# EXERCISE BRIEF
Each line of the listing must be transcribed exactly, except for the images, which should be excluded.

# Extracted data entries
--------------------
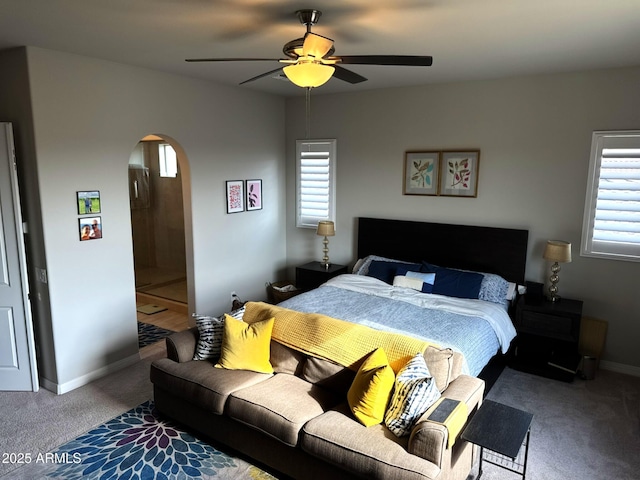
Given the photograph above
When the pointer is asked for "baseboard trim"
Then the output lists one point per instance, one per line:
(620, 368)
(62, 388)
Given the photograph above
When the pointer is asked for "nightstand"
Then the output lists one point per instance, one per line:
(312, 275)
(548, 336)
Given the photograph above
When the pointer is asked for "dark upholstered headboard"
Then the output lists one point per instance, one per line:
(483, 249)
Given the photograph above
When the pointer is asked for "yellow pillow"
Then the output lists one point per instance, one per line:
(371, 389)
(246, 346)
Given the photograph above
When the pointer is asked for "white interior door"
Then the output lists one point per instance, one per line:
(18, 370)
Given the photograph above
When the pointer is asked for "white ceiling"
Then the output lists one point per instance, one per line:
(468, 39)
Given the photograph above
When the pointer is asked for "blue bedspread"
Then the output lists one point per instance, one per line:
(474, 337)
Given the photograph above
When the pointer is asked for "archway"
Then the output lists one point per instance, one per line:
(159, 193)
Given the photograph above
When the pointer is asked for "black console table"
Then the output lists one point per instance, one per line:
(501, 432)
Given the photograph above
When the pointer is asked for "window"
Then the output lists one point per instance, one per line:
(168, 160)
(315, 196)
(611, 227)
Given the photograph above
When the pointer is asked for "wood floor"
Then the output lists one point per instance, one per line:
(167, 319)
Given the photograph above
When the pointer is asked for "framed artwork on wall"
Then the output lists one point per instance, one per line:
(459, 173)
(88, 202)
(235, 196)
(421, 170)
(254, 194)
(90, 228)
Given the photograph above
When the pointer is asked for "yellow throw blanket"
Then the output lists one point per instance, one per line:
(325, 337)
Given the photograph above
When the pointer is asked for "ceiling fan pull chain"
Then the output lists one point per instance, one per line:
(308, 112)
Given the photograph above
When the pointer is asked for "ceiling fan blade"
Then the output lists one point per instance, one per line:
(347, 75)
(262, 75)
(232, 60)
(316, 45)
(399, 60)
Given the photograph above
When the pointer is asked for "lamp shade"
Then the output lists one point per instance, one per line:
(309, 74)
(557, 251)
(326, 228)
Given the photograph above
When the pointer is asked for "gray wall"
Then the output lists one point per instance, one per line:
(534, 134)
(88, 115)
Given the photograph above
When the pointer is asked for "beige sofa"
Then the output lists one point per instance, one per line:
(297, 420)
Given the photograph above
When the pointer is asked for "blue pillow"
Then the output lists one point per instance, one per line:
(456, 283)
(385, 271)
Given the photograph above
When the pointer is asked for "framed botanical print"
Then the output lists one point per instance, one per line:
(254, 194)
(421, 171)
(88, 202)
(459, 173)
(235, 196)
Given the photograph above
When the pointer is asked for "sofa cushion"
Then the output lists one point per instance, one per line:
(200, 383)
(371, 389)
(246, 346)
(327, 374)
(280, 406)
(372, 452)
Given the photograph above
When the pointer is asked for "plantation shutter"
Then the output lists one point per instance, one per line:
(316, 181)
(612, 210)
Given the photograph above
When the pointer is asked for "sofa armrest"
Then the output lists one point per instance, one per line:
(428, 439)
(182, 345)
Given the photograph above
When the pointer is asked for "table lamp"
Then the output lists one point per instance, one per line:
(558, 252)
(326, 228)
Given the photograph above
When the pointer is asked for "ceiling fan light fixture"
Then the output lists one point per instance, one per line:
(309, 74)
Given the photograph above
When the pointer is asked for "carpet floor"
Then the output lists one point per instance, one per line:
(139, 444)
(587, 430)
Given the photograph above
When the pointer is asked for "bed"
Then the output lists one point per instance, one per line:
(399, 252)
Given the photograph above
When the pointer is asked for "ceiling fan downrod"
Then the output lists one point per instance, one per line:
(308, 17)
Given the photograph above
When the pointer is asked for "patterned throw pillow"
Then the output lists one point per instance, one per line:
(210, 334)
(415, 391)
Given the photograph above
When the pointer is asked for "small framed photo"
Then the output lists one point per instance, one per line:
(235, 196)
(88, 202)
(421, 170)
(254, 194)
(90, 228)
(459, 173)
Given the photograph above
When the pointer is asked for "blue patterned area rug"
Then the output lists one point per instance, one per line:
(148, 334)
(139, 444)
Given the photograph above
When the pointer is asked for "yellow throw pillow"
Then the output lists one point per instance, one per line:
(371, 389)
(246, 346)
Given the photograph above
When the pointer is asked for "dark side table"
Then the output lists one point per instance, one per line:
(501, 432)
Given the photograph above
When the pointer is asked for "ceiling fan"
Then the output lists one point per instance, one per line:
(311, 61)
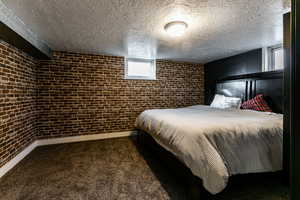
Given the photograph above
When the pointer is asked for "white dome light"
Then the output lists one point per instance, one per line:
(176, 28)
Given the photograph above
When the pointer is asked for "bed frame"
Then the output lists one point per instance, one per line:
(245, 86)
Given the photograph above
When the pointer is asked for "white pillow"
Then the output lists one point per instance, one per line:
(232, 102)
(218, 101)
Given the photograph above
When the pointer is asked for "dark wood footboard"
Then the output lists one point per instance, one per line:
(195, 190)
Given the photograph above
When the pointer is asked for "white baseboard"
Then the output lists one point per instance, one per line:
(43, 142)
(13, 162)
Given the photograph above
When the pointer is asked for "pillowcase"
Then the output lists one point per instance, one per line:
(258, 103)
(232, 102)
(218, 101)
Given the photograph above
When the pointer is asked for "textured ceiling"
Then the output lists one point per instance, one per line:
(217, 28)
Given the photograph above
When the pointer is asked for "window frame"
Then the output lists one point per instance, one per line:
(153, 66)
(271, 58)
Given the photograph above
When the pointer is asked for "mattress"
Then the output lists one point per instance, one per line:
(218, 143)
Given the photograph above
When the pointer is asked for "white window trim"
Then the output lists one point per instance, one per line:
(153, 64)
(267, 60)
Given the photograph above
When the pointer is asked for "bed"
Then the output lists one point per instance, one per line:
(215, 144)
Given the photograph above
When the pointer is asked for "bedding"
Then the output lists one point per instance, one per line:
(218, 143)
(218, 101)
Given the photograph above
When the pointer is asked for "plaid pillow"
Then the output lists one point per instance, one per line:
(258, 103)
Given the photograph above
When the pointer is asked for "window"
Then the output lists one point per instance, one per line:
(140, 69)
(273, 58)
(277, 58)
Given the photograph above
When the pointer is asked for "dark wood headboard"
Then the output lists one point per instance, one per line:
(247, 86)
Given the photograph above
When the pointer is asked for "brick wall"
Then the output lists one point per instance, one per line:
(77, 94)
(86, 94)
(17, 101)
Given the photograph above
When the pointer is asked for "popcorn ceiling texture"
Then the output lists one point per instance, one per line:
(17, 101)
(78, 94)
(86, 94)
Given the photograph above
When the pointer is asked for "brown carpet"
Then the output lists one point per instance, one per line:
(113, 169)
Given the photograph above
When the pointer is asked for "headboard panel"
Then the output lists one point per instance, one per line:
(270, 84)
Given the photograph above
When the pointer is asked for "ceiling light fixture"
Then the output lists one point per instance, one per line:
(176, 28)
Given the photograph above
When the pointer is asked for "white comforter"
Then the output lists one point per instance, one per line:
(216, 143)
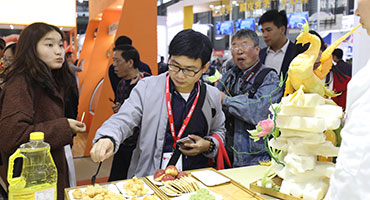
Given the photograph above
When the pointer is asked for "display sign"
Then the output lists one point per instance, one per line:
(249, 23)
(296, 20)
(225, 28)
(24, 12)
--------------------
# RESULT BELOW
Given the photograph above
When the pointer is asked for "baseboard trim"
Then the output lists one point per instance, one per line:
(620, 368)
(62, 388)
Given the photograph above
When the pointer is asked for "nightstand"
Then the output lists one point per instance, one per line:
(312, 275)
(548, 336)
Given the photograph above
When the pointer is asked for "dark upholstered headboard"
Then the output lists one point per instance, one per line:
(483, 249)
Given the photograph above
When the pointer is asked for "yellow pillow"
Then the output lists one point per instance, one per line:
(371, 389)
(246, 346)
Given the photograph above
When the pointer is asked for "white interior door"
Then the output lists one point per instance, one per line:
(18, 370)
Given the photograph above
When the pointer is asked for "white ceiling"
Then the output lists one point per instance, one per line:
(468, 39)
Given the photograph above
When the pointer is asked for "blue bedspread"
Then the output lists one point per instance, one per line:
(474, 337)
Given the photograph above
When the pointer is asked for "archway"
Then the output lists one point per instance, one per line:
(159, 193)
Given the photograph above
When the pointer is asked for "black console table"
Then the output lists one point per instance, one per line:
(501, 432)
Given the photograph above
When the pointer is asked for "window"
Then the output lists one point per instance, one per line:
(168, 160)
(315, 196)
(611, 227)
Given the photograph above
When the pointer is asked for "wood floor"
Then the output lists one point per instance, one per line:
(167, 319)
Given the photograph above
When the pointer is asked for "framed artwork on wall"
Then the output lists one point per instance, one per line:
(459, 173)
(88, 202)
(235, 196)
(421, 170)
(254, 194)
(90, 228)
Given the photograph above
When the pointer is asked for "yellow throw blanket"
Then the output lists one point per instance, one per line:
(325, 337)
Given the photograph above
When the pointer is asked for "ceiling fan pull chain"
Then the output lists one point per instance, one per line:
(308, 112)
Given the photograph above
When the pointer is asked for "ceiling fan blade"
Then the output lists one point per instance, one per line:
(347, 75)
(262, 75)
(232, 60)
(316, 45)
(399, 60)
Given the photograph above
When the pointer is asked for "lamp shade"
Then the output lists one point per instance, one per line:
(309, 74)
(557, 251)
(326, 228)
Given the photograph above
When the pointer is asked for "gray wall"
Then the output lists one point per instance, one per line:
(534, 134)
(88, 115)
Given the photograph above
When the pointer is asked for "beige sofa"
Then the output lists one point per instance, one per line:
(297, 420)
Given the photograph above
When the pointer is asked for "blue pillow"
Then the output lists one point per instance, one per line:
(456, 283)
(385, 271)
Given the photograph above
When the pointer is asked for "framed botanical print"
Then the output lists one point per instance, one per line:
(254, 194)
(421, 171)
(88, 202)
(459, 173)
(235, 196)
Given the photograph above
When the pointer is asked for "sofa cushion"
Then the output lists one point per instance, one per line:
(200, 383)
(371, 389)
(246, 346)
(327, 374)
(280, 406)
(372, 452)
Given the photograph above
When the pointer is asked for "plantation shutter"
Then the output lists one point per instance, one per line:
(316, 181)
(612, 210)
Given the photograph above
When the pointer is asked for "sofa armrest"
Then the output lists one point per instance, one per line:
(428, 439)
(182, 345)
Given the photograph above
When the pointer is asked for "table lamp"
Then the output lists one point per instance, one per line:
(558, 252)
(326, 228)
Given the photograph above
When the pointer is asked for "ceiling fan light fixture"
Then the output lists one point per instance, one per line:
(309, 74)
Given the photograph above
When the pointer is asked for "carpet floor"
Then the output lists one point per instance, one per line:
(139, 444)
(587, 430)
Given the photograph above
When the pointer is asked for "bed"
Then the output lists one point per instance, one per line:
(399, 252)
Given the photograph above
When the pointer is asked for "ceiling fan downrod"
Then the output lists one point per instance, one per line:
(308, 17)
Given the photograph above
When the pointer is asked for "patterned throw pillow"
Then the output lists one point per instance, one per line:
(210, 334)
(415, 391)
Given the photograph above
When the pointer is asked for "small framed photo"
Then the output lists one point per instance, one per line:
(235, 196)
(88, 202)
(421, 170)
(254, 194)
(90, 228)
(459, 173)
Given the photograph above
When the pointer is asked for "blue patterned area rug"
Then the output lists one point per instance, one per line:
(148, 334)
(139, 444)
Given the photograph above
When the pointer is asked for "yellow throw pillow"
Then the output lists one point per instance, one per line:
(371, 389)
(246, 346)
Given the photograph above
When the pointer is asked for "dark side table"
Then the output lists one point per instance, one per line:
(501, 432)
Given the photograph above
When the pointer is asked for "ceiling fan"
Then the output lists one point per instance, one per line:
(311, 61)
Given the photograph above
When the pointer is asked for "white dome light"
Then the output lists one point per instance, one per line:
(176, 28)
Given the photograph above
When the pointer is asked for "bed frame"
Then the output lists one point per instance, one per line:
(245, 86)
Given the photograph above
When the pointer is asked for "white pillow"
Then the output lists one point per instance, one per line:
(232, 102)
(218, 101)
Given the photograph above
When the pointer is asked for "dark wood footboard"
Then the output lists one point per instance, one per line:
(195, 190)
Given the photograph above
When the pointer is asked for "white baseboard"
Then the output lists one point per instance, one per line:
(43, 142)
(13, 162)
Given the photograph above
When the pointer is asked for "pillowcase"
Then the output lists one point per instance, one per line:
(258, 103)
(232, 102)
(218, 101)
Given the photograph above
When the pointer is asked for "textured ceiling"
Then the output lists one point per instance, one per line:
(217, 28)
Given the photograph above
When the pointer is asked for "window frame"
Then the output lists one point per instance, one per line:
(153, 66)
(271, 58)
Given the photograph above
When the pointer is asked for "mattress"
Then the output lists one point per instance, one per line:
(218, 143)
Given the photograph above
When the pointer is asked for "white window trim"
Then the output lists one point per instance, one per line:
(153, 64)
(267, 60)
Given the photograph above
When the pointer is asked for "bed"
Then the output lists one point per instance, one per line:
(215, 144)
Given the photograph above
When the pointer is asked for "bedding"
Then the output lists one point per instance, one per line:
(218, 143)
(218, 101)
Given the photograph above
When the pointer is asked for "plaid pillow"
Then the output lists one point per instance, one per line:
(258, 103)
Given the photograph above
When the pointer is asked for "window"
Then the output lists one point per instance, one per line:
(140, 69)
(273, 58)
(277, 58)
Given the photograph above
When the pointer is asked for "dark wood headboard"
Then the output lists one point per instance, one per line:
(247, 86)
Given the photograph above
When the pointer is asked for "brick wall"
Then the output lists one point per instance, one per line:
(77, 94)
(86, 94)
(17, 101)
Given the photograph above
When the pointer is asked for "popcorn ceiling texture"
Then the output lists one point per instance, one per line:
(17, 101)
(78, 94)
(86, 94)
Given the photograph above
When the pointer is asked for "brown carpet"
Then the output lists one point per instance, one per line:
(113, 169)
Given the photograph above
When the pointer is asked for "headboard panel"
Then the output lists one point per instance, one per line:
(270, 84)
Given the photograph above
When the pointer is asked for "ceiling light fixture"
Then the output lists one point per instance, one per line:
(176, 28)
Given the photograph above
When the pointer is asked for "white comforter"
Then the output lists one point per instance, one per line:
(216, 143)
Given the photograph above
When the pointer is asked for "display sign"
Then the output lists one point per instance, one per line:
(249, 23)
(296, 20)
(225, 28)
(24, 12)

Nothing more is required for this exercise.